Passage provided:
=== Section Start ===
After getting Covid 19 in January despite limiting our exposure to others and wearing a mask, I have been
firm about people wearing a mask in my house. Dave had had a home health nurse coming to check his vitals and his skin tears. She wore a mask, and we wore KN95 masks. I sat in another room while she attended to Dave but opening the door for her coming and going was enough to give me Covid 19. I had been vaccinated and boosted (3 months earlier), celebrated Christmas without family, wore a mask and still got it. Thankfully I wasn't terribly sick and could still help Dave.
I've gone for a year cleaning my own house because I haven't been able to find anyone who would wear a mask while cleaning. When Dave's grab bar in the bathroom was pulled out of the wall, I had to find a handyman who could install it---a handyman who would wear a mask. . . . I finally found one, but had to listen to his covid denial.
=== Section End ===
Material shown:
=== Section Start ===
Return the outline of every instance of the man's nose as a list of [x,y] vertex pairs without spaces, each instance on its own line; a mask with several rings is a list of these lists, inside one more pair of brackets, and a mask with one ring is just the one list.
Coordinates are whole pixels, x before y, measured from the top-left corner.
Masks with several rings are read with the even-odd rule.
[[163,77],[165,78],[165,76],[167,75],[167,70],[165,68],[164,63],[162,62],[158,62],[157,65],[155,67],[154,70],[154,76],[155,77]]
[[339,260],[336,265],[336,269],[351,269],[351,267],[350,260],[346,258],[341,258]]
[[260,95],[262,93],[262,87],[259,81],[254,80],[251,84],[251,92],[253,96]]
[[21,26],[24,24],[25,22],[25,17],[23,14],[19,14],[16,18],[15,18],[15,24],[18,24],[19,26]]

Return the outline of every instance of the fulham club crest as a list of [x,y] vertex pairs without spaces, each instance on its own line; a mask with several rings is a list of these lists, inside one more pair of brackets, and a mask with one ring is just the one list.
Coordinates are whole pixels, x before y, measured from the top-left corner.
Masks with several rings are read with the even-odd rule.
=== Section End ===
=== Section Start ===
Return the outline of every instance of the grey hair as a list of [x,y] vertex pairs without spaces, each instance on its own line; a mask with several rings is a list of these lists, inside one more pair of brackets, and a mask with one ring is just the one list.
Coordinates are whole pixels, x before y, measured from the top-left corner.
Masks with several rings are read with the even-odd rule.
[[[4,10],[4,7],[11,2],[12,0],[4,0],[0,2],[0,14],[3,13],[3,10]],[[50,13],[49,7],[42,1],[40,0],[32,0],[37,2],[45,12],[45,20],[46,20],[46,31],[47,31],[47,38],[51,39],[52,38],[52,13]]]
=== Section End ===
Your goal: Copy, word for word, the part of the passage about wearing masks during Covid that begins at the words "I've gone for" and stops after the words "his covid denial.". The lines above have nothing to do with the passage about wearing masks during Covid.

Output for this task:
I've gone for a year cleaning my own house because I haven't been able to find anyone who would wear a mask while cleaning. When Dave's grab bar in the bathroom was pulled out of the wall, I had to find a handyman who could install it---a handyman who would wear a mask. . . . I finally found one, but had to listen to his covid denial.